### Given text:
|---|
Even before formally taking office, Prime Minister-elect Trudeau is racing to build a closer relationship with President Barack Obama. He spoke with Obama by telephone on Tuesday and stressed the need for the two countries to work more closely on environmental cooperation and to broaden a bilateral conversation that, under Stephen Harper, was dominated by the controversial pipeline. One of Trudeau’s first tasks may be to send an envoy to Washington to begin aligning positions on climate change, analysts said.

A more immediately amicable relationship could serve multiple objectives for Trudeau: delivering quickly on a key pledge to shore up the country’s international reputation by establishing a common front with the U.S. ahead of climate change negotiations in Paris, and managing the rejection by Obama of the Keystone XL project, which may be announced soon.

“One of the things that has been a challenge within the relationship between Canada and the U.S. is it has in many cases been focused on a single point of disagreement, a single pipeline,” Trudeau said after the Obama call.

Trudeau has made much over the past year of the need to build a closer and more productive cross-border relationship as part of his overall critique of Harper, whom he handily defeated in Monday night’s Canadian election. He promised to end the “hectoring” tone in the relationship and to set up a special cabinet committee “to oversee and manage” issues between the two countries.

The 43-year-old Trudeau will likely have his first official meeting with Obama at the G20 leaders’ summit in Turkey Nov. 15. There, the migrant crisis and Canada’s pledge to end its participation in the aerial portion of the campaign against ISIS in Syria and Iraq will be front and center. Trudeau has pledged to take in additional refugees and to increase Canada’s efforts in training local ground forces.

A day later, the new prime minister is expected to attend an Asia Pacific meeting in Manila where trade partners will want him to bring greater clarity to his government’s stand on the Trans Pacific trade partnership.

But it’s the Paris Climate Change Conference in December Trudeau has spoken most about, promising to attend with Canada’s provincial premiers. “I indicated to Mr. Obama that I felt that it was important that Canada demonstrates a level of positive engagement on the environmental file on the international stage,” Trudeau said in his first post-election press conference.

Over the past year, Trudeau’s party repeatedly blamed Harper’s aggressive and single-minded pursuit of a single cross-border energy project for a fractious relationship with the White House.
|---|
### Listed records:
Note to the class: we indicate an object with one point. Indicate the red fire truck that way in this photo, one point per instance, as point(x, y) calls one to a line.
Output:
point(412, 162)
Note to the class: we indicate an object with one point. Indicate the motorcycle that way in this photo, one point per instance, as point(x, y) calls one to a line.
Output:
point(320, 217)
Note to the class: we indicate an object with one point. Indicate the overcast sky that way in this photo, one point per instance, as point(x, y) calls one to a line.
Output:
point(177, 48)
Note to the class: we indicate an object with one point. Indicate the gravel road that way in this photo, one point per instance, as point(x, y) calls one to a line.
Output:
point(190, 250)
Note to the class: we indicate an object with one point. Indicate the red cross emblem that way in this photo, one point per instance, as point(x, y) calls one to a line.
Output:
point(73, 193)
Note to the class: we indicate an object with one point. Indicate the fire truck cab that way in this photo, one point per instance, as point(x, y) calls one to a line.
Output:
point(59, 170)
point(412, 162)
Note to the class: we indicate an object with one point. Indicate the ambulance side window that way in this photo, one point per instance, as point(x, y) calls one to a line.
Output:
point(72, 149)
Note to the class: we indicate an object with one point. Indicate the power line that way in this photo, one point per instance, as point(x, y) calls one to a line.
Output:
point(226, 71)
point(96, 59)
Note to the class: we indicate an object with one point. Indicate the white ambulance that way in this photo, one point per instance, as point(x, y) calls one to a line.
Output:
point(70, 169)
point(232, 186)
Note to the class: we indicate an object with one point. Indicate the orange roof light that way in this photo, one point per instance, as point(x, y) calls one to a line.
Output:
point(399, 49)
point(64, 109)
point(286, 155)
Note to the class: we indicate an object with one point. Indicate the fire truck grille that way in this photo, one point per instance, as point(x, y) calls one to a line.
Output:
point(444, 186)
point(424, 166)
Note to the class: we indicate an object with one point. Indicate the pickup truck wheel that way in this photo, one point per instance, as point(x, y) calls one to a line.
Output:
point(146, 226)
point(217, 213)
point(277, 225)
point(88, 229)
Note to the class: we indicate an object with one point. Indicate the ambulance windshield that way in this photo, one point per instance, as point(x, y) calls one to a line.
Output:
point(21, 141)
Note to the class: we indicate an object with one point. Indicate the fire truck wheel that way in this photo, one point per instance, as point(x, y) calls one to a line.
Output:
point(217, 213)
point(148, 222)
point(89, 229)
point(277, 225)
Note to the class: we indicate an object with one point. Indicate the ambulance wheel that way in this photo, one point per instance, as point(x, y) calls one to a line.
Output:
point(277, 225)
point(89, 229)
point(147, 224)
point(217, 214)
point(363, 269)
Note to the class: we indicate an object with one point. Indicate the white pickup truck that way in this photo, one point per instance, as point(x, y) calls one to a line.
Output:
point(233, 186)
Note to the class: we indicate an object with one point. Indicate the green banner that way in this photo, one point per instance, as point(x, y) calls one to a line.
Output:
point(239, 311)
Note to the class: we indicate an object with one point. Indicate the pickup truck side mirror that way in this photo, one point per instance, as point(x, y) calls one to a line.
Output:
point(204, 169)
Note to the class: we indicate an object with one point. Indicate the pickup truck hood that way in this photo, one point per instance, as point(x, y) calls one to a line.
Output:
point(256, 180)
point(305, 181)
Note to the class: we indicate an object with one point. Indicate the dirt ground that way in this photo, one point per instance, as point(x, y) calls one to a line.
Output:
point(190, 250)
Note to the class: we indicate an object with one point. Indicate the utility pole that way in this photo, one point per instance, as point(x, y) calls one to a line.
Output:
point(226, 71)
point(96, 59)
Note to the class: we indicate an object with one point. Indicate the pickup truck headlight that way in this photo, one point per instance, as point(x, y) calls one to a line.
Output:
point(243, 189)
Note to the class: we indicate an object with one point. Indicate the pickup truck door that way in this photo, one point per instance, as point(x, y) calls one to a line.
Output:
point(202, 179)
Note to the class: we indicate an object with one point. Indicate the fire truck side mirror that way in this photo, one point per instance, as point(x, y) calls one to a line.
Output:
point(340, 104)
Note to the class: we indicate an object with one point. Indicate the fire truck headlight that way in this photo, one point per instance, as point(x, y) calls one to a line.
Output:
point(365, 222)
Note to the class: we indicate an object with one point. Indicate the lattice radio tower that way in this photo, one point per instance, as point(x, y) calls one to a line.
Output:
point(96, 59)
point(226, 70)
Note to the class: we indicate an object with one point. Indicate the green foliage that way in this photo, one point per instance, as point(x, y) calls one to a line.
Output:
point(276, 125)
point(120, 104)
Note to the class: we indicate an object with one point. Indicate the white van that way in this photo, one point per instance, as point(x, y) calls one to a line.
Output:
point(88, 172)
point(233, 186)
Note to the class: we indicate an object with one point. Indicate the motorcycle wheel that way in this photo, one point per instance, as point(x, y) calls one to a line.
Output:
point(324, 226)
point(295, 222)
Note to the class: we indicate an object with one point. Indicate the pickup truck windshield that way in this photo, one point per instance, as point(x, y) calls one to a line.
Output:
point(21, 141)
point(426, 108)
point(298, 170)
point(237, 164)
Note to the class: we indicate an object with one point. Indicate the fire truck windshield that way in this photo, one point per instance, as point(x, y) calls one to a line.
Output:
|---|
### Exercises:
A – Answer these questions about the article on Trudeau and Obama, with each answer on its own line and marked the same way:
(i) At what event and on what date will Trudeau likely have his first official meeting with Obama?
(ii) In what city is the Asia Pacific meeting he is expected to attend held?
(iii) With whom has Trudeau promised to attend the Paris Climate Change Conference?
B – Write out the records from the line with "Indicate the lattice" through the line with "point(120, 104)", switching "green foliage" to "tree canopy" and leaving everything else unchanged.

### Results in order:
A –
(i) The G20 leaders' summit in Turkey, on Nov. 15.
(ii) Manila.
(iii) Canada's provincial premiers.

B –
Note to the class: we indicate an object with one point. Indicate the lattice radio tower that way in this photo, one point per instance, as point(x, y) calls one to a line.
Output:
point(96, 59)
point(226, 70)
Note to the class: we indicate an object with one point. Indicate the tree canopy that way in this photo, one point per instance, as point(x, y) calls one to a line.
Output:
point(276, 125)
point(120, 104)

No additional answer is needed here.